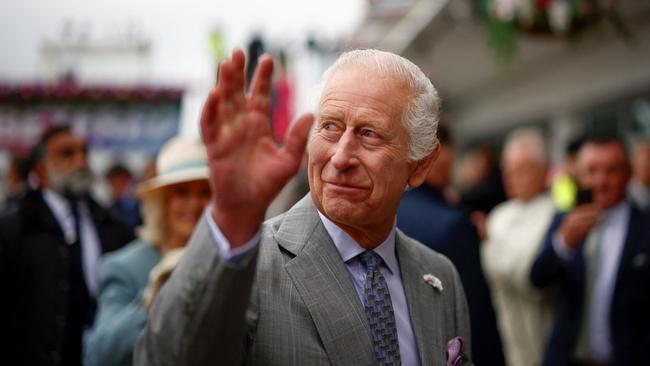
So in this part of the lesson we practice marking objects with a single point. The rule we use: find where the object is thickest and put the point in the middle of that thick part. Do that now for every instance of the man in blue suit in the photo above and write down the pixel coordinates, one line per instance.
(425, 215)
(599, 256)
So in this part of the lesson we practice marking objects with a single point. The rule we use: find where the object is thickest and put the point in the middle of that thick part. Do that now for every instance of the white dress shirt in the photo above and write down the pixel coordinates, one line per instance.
(516, 231)
(613, 228)
(349, 251)
(90, 244)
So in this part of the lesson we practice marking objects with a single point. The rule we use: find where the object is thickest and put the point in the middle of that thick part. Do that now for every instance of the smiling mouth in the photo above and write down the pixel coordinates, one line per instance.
(345, 188)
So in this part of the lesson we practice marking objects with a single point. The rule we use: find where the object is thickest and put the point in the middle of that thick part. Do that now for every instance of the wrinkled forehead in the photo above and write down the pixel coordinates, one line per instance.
(602, 154)
(65, 143)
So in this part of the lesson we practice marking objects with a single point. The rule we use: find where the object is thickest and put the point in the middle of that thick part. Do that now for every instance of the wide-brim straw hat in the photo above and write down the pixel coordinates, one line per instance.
(180, 160)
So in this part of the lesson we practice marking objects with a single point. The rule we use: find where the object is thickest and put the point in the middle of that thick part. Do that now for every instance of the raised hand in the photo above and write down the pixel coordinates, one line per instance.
(247, 168)
(578, 223)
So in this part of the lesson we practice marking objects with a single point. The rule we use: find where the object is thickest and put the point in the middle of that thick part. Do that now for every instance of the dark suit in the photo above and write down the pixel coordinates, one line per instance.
(35, 280)
(425, 216)
(629, 312)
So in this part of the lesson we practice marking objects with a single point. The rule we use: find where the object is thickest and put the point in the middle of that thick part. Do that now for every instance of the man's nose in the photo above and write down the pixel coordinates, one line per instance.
(80, 158)
(345, 153)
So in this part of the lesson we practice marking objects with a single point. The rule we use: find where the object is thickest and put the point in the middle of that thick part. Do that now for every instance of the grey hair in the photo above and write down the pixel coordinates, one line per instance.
(529, 138)
(152, 231)
(422, 112)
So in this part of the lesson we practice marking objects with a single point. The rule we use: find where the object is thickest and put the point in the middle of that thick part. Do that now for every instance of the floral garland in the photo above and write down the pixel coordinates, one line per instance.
(506, 20)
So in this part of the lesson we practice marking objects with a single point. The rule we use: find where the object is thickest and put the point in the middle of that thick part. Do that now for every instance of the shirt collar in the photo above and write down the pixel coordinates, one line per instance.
(616, 213)
(348, 248)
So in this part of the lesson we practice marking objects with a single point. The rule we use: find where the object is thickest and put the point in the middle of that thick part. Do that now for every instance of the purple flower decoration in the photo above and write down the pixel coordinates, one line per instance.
(455, 349)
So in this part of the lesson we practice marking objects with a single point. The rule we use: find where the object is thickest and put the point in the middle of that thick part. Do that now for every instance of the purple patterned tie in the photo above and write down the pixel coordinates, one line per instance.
(379, 310)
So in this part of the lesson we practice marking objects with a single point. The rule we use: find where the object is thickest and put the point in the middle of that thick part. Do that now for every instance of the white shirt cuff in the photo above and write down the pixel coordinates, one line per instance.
(226, 253)
(561, 248)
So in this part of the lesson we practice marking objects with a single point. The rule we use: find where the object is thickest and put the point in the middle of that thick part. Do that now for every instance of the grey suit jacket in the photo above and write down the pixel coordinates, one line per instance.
(292, 302)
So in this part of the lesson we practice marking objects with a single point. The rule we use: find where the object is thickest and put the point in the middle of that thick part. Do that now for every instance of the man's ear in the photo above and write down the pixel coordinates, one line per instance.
(421, 168)
(41, 172)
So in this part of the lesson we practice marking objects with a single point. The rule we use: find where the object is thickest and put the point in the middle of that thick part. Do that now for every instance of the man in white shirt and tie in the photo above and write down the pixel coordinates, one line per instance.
(599, 256)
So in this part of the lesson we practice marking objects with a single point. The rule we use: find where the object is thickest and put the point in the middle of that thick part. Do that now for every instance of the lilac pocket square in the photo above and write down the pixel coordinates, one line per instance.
(455, 351)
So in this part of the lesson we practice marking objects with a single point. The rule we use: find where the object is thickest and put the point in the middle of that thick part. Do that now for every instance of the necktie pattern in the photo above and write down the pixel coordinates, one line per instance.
(379, 310)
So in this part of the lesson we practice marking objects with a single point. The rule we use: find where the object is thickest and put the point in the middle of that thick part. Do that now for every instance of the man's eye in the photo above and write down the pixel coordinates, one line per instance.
(368, 133)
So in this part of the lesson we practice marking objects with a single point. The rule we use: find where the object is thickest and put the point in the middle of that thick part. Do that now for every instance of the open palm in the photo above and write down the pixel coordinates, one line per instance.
(247, 168)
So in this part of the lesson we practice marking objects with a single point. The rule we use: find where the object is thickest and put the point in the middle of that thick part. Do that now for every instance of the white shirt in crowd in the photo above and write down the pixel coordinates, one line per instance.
(515, 235)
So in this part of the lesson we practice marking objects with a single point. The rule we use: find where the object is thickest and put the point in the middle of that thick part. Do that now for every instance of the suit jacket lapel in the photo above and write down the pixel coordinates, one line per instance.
(423, 304)
(633, 239)
(324, 283)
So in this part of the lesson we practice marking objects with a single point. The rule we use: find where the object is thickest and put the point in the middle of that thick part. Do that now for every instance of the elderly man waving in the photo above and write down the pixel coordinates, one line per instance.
(332, 281)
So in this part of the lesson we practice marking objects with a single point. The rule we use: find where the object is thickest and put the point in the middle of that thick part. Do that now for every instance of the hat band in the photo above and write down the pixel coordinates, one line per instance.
(185, 166)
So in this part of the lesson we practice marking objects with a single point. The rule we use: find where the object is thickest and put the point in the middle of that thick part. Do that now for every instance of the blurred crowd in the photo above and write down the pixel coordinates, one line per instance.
(556, 266)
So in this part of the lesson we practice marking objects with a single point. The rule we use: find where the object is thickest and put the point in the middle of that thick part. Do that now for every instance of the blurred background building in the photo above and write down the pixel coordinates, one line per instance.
(129, 75)
(567, 66)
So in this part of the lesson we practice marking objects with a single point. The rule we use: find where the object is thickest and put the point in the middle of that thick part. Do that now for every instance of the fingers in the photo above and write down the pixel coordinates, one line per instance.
(296, 138)
(259, 97)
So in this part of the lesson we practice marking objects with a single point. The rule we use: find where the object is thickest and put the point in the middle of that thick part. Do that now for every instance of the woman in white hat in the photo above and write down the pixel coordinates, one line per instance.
(172, 203)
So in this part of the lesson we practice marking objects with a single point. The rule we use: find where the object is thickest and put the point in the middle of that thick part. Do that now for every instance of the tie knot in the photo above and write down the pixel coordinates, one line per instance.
(370, 260)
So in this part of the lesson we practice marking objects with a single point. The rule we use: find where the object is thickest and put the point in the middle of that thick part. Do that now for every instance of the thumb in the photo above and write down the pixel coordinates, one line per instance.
(296, 138)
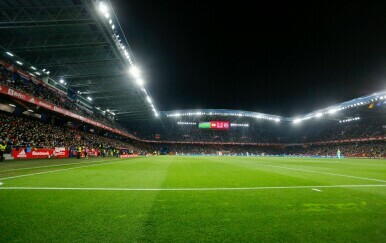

====

Busca en los datos todas las líneas que contengan la cadena "blurred" y cópialas, teniendo en cuenta mayúsculas y minúsculas.

So in this part of the lesson we practice marking objects with a single point. The rule we use: find where the object is thickest and put the point in the middle of that thick part. Do that now for every instance of the blurred crowd in the photo above and write down the pixel coordinates, one line per instance.
So in this part of the lesson we practice marking objects with a single point. The rule we use: find where the object is thickest and put the point in the middle of that thick part. Do that now for every instance of the blurred background building in the photo above and write down the pixel coordinates, one line per instance.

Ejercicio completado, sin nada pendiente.